● **MATERIAL FOR THIS EXERCISE**
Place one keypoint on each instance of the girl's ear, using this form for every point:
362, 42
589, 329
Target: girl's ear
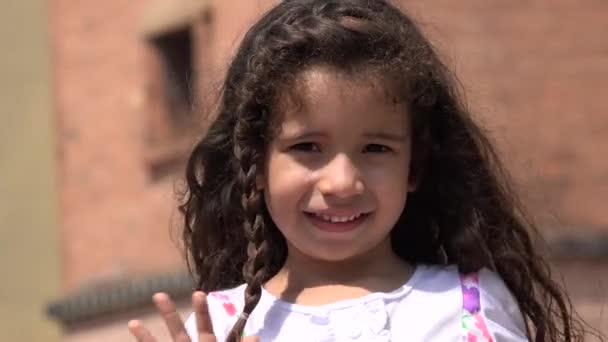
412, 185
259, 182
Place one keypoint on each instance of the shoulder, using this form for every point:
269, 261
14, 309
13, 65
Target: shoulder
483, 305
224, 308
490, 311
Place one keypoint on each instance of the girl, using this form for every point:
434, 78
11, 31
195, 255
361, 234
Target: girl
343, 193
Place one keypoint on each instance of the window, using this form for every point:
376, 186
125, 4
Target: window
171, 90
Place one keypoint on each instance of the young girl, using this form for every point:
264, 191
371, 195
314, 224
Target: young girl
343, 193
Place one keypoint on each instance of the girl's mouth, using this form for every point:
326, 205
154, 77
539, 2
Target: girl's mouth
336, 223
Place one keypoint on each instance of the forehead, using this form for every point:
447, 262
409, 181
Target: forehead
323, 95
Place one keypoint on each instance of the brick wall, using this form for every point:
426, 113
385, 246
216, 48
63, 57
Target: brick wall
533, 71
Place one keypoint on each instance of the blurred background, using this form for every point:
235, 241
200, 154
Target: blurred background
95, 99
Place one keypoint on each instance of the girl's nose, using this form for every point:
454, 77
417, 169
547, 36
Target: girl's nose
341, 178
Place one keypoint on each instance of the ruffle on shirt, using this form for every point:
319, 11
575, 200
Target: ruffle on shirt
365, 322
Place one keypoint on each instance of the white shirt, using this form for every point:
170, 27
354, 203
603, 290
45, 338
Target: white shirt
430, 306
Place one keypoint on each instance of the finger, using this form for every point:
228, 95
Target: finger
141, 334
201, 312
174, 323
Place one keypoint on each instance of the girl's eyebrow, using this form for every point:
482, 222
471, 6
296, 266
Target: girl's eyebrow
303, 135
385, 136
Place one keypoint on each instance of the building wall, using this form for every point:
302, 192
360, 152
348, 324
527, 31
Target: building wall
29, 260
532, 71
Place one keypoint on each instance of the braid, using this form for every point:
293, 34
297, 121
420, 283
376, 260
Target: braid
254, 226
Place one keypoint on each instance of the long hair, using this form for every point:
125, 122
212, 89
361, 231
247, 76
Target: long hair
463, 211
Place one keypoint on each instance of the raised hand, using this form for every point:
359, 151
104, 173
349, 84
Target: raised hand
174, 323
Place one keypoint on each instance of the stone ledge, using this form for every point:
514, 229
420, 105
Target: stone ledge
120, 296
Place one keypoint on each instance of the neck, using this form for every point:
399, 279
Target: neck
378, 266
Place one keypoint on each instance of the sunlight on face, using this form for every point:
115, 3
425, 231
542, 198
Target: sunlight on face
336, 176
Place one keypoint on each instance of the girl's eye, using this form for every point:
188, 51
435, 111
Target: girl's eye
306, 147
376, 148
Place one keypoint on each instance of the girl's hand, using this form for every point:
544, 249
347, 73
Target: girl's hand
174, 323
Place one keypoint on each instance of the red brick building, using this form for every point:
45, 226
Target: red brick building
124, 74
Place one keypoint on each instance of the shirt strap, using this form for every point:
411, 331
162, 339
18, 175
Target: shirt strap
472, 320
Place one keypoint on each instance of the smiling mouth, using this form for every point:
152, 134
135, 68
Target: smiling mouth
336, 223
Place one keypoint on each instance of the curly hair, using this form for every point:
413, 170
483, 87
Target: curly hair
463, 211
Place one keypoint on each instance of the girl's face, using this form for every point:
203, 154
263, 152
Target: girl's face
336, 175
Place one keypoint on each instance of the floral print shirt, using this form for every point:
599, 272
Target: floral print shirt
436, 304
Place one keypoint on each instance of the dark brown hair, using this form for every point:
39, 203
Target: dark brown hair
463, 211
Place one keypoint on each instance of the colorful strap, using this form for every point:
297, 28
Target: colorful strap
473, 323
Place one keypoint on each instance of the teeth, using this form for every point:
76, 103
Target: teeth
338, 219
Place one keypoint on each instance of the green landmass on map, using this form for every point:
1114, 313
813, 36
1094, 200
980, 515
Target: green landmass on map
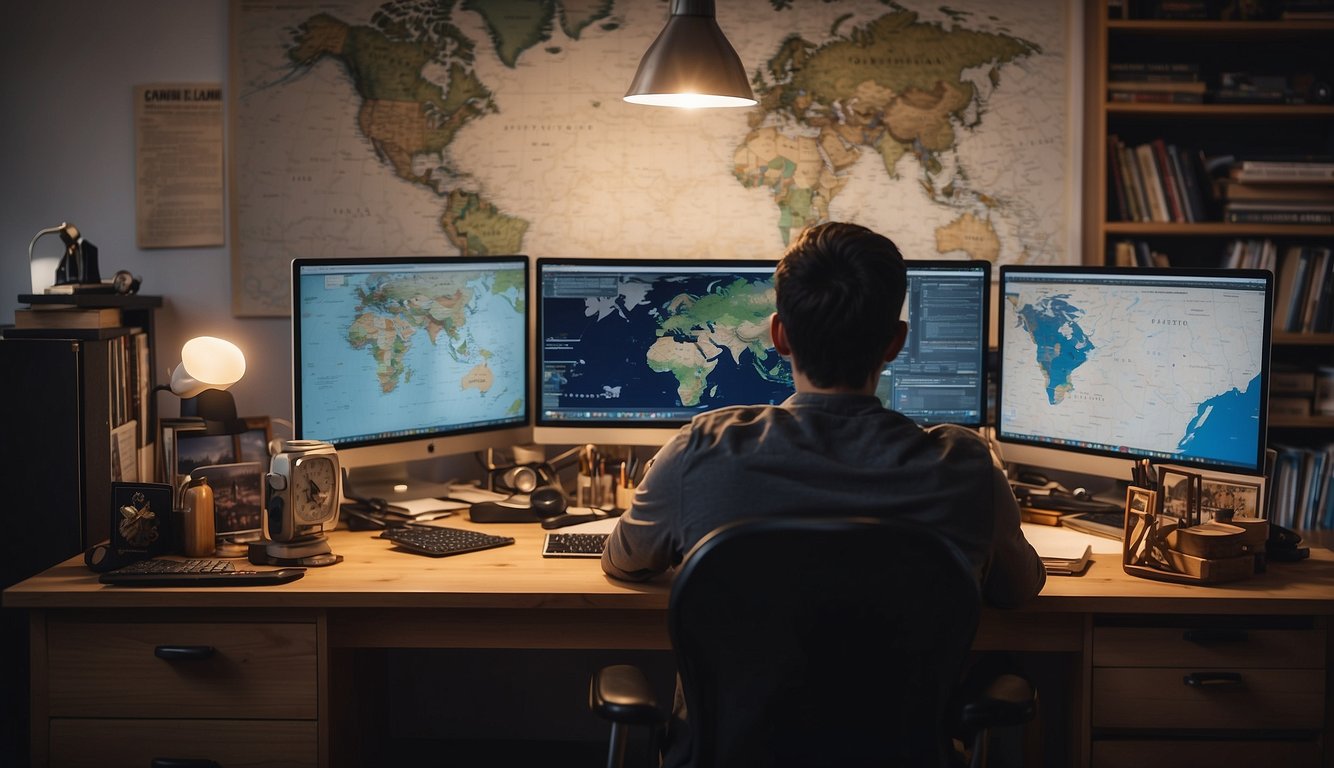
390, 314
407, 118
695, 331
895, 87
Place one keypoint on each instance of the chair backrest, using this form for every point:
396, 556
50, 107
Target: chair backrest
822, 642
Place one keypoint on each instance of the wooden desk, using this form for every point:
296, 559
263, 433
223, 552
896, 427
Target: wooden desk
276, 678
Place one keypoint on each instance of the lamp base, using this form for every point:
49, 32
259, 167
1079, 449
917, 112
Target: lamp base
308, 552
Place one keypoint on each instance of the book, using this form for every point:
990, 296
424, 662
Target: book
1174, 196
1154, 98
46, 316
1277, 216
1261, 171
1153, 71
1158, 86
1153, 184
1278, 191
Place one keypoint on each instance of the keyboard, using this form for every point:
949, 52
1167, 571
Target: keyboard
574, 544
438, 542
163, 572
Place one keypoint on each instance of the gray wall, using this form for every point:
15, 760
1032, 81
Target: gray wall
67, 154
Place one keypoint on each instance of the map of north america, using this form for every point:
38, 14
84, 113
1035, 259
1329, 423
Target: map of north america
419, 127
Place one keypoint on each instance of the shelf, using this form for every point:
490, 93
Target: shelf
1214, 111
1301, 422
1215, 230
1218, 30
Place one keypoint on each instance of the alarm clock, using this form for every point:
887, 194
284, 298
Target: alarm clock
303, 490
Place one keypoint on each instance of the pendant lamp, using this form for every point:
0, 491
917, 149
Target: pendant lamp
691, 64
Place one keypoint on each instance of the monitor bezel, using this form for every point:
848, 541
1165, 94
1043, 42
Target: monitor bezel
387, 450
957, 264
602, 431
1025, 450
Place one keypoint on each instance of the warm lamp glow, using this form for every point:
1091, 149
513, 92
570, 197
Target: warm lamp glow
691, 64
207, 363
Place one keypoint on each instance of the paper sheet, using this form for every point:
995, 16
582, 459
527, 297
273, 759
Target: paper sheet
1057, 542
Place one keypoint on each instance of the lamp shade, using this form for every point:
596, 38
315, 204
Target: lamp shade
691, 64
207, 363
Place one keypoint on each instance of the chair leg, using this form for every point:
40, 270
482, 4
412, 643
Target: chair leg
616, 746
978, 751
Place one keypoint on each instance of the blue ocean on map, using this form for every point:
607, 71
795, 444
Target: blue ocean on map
--
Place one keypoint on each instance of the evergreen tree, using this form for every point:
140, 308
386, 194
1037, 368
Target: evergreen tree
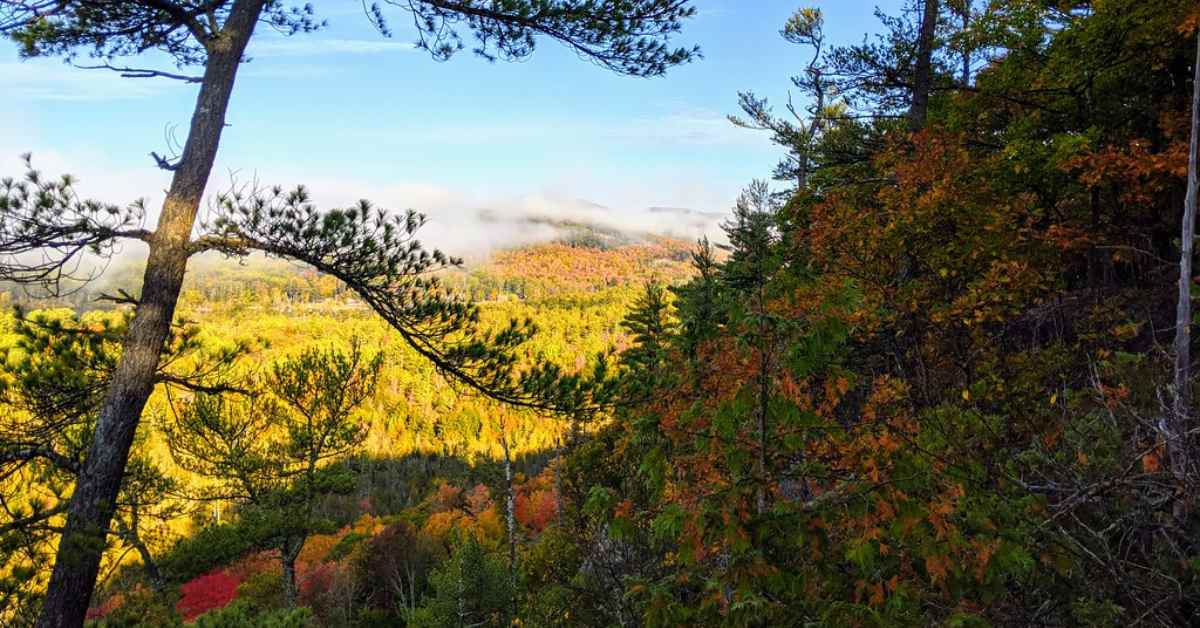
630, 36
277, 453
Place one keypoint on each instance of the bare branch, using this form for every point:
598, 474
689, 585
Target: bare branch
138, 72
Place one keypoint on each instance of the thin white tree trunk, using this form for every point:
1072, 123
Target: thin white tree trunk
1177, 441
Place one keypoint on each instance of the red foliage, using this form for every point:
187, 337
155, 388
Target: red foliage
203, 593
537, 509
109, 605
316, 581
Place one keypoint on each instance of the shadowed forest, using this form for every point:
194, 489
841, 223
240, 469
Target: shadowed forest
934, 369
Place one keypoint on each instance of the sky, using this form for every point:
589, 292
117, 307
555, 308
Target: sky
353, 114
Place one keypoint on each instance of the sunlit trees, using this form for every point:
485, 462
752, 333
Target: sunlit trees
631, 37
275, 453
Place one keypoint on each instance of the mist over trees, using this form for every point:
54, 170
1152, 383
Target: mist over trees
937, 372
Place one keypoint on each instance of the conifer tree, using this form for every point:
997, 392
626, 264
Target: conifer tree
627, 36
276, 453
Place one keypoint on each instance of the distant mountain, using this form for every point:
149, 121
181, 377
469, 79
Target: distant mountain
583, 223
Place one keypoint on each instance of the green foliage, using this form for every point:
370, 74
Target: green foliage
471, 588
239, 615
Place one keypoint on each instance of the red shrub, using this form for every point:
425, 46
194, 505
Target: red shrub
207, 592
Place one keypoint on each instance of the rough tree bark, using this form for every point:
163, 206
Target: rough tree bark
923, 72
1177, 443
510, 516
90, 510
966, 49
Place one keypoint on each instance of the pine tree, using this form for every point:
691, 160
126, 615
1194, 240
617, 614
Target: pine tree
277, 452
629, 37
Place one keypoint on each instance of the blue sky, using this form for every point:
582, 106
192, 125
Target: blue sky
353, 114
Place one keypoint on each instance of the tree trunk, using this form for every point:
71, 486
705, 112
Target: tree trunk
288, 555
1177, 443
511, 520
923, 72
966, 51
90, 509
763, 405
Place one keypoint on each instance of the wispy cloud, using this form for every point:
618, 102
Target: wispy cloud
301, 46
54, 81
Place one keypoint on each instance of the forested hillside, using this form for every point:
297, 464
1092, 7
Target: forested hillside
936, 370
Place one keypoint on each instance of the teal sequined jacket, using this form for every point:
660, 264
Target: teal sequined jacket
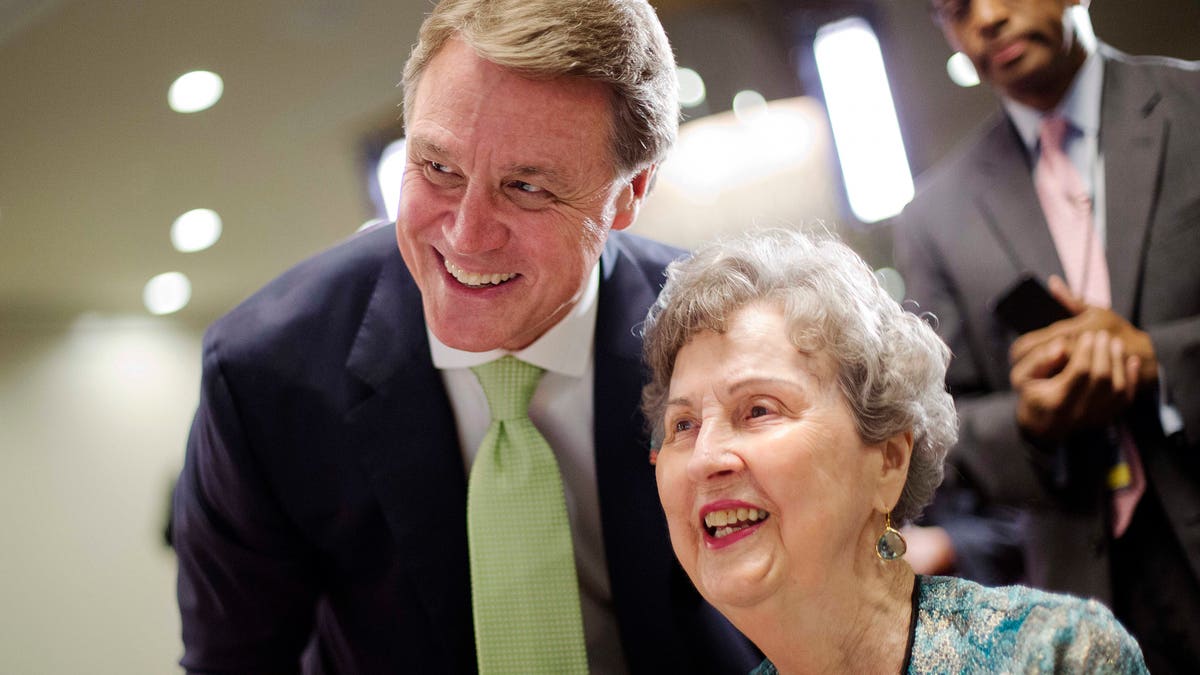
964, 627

● **BRIEF**
Search the preceding listing for "ocean" and extract every line where it is found.

● **ANSWER TO THIS PROBLEM**
Place one keypoint on each instance of the blue ocean on map, using this form for every point:
Target: blue ocean on map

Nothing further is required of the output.